**** Recorded information
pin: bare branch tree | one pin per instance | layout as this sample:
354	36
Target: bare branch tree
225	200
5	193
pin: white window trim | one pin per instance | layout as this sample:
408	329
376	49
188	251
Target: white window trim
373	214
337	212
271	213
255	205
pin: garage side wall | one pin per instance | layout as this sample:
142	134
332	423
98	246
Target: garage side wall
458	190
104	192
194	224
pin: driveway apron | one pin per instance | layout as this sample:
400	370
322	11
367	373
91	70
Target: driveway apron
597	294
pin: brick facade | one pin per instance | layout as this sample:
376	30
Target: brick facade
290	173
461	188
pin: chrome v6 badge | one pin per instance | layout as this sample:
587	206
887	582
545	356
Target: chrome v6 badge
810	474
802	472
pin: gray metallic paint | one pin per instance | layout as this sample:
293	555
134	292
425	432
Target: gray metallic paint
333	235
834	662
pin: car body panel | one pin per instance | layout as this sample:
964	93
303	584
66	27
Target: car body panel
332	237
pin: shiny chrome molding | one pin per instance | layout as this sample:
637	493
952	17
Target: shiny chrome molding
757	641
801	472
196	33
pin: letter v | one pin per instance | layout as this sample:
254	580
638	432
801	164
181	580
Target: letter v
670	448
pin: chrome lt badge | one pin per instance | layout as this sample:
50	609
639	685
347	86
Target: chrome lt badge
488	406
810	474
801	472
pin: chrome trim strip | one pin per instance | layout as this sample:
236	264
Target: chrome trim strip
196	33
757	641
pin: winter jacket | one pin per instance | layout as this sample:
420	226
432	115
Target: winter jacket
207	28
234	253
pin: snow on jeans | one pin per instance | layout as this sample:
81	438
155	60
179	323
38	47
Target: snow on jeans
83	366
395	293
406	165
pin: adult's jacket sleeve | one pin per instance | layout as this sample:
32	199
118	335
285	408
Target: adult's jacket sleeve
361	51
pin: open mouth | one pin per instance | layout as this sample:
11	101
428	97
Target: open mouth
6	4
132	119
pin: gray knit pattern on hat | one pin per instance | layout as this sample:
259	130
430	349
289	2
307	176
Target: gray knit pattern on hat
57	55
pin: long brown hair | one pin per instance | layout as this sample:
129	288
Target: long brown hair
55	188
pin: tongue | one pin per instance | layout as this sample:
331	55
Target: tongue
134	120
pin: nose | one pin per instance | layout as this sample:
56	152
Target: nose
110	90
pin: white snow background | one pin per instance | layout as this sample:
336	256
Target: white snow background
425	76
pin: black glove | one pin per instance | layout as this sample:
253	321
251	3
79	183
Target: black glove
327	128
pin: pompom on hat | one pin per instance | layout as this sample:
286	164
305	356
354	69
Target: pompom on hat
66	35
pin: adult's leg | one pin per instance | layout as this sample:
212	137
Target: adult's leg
********
**What to work on:**
Set down the records above once more, exactly as they stand.

**Solution to this exercise:**
pin: bare branch tree | one pin per instance | layout as this sample:
354	36
Target: bare branch tree
225	200
5	193
pin: white window trim | one pin per instance | layout as this sample:
408	329
376	49
188	251
Target: white window trim
373	214
337	212
271	213
255	205
pin: garage side wall | one pin per instance | layout as this sample:
142	134
332	423
98	246
Target: garage side wall
458	190
104	192
194	224
pin: driveway apron | one pin per instance | layout as this sample:
400	370
322	11
367	373
91	70
Target: driveway apron
597	294
pin: brick facade | one pin per instance | layout as this sample:
376	30
Target: brick facade
290	173
461	188
pin: chrome v6 badge | one pin per instance | layout as this sample:
587	206
887	582
545	356
Target: chrome v6 badge
810	474
802	472
pin: gray metallic paint | one pin per instance | layout as this sample:
293	555
134	292
425	432
Target: gray metallic paint
333	235
834	662
pin: car body panel | one pin per instance | layout as this sample:
964	93
303	584
66	27
Target: car body panel
332	237
pin: shiny chrome molding | one pin per instance | layout as this sample:
637	493
952	17
Target: shiny chrome molding
757	641
801	472
196	33
pin: letter v | one pin per instance | layout as this sample:
254	580
638	432
801	164
181	580
Target: letter v
670	448
pin: chrome lt badge | one pin per instance | layout as this sample:
50	609
639	685
347	86
Target: chrome lt badge
488	406
810	474
801	472
pin: chrome trim strip | one pin per instance | layout as this sample:
236	264
Target: chrome trim strip
196	33
757	641
pin: winter jacket | one pin per instance | layout as this sample:
420	226
432	115
Target: winter jacket
207	28
234	253
pin: snow on jeans | one pin per instance | layout as this sample:
81	438
155	60
179	323
38	47
Target: snow on jeans
83	366
395	293
406	165
pin: adult's jacket sleeve | one pin per instance | layout as this sample:
32	199
118	335
285	408
Target: adult's jacket sleeve
361	51
pin: open mouth | one pin per instance | layout as this sample:
11	101
428	97
Target: open mouth
6	4
132	119
pin: gray knit pattern on hat | one pin per instance | layout as this sample:
259	130
430	349
289	2
307	176
Target: gray knit pattern on hat
57	55
pin: long brown hair | one pin per instance | layout as this sample:
129	288
Target: long brown hair
55	188
pin: tongue | one pin per instance | layout as this sample:
331	55
Target: tongue
134	120
pin: nose | one pin per instance | layout as this sample:
56	152
Target: nose
110	90
pin: white snow background | one pin per instance | layout as this sample:
336	256
Target: white snow background
425	76
pin: black glove | one pin per instance | layout as this sample:
253	321
251	3
79	183
Target: black glove
327	128
pin: pompom on hat | one pin per instance | layout as this sample:
286	164
305	356
354	69
Target: pompom on hat
66	35
pin: adult's leg | one pin per instance | layout as this sample:
212	137
Target: adult's leg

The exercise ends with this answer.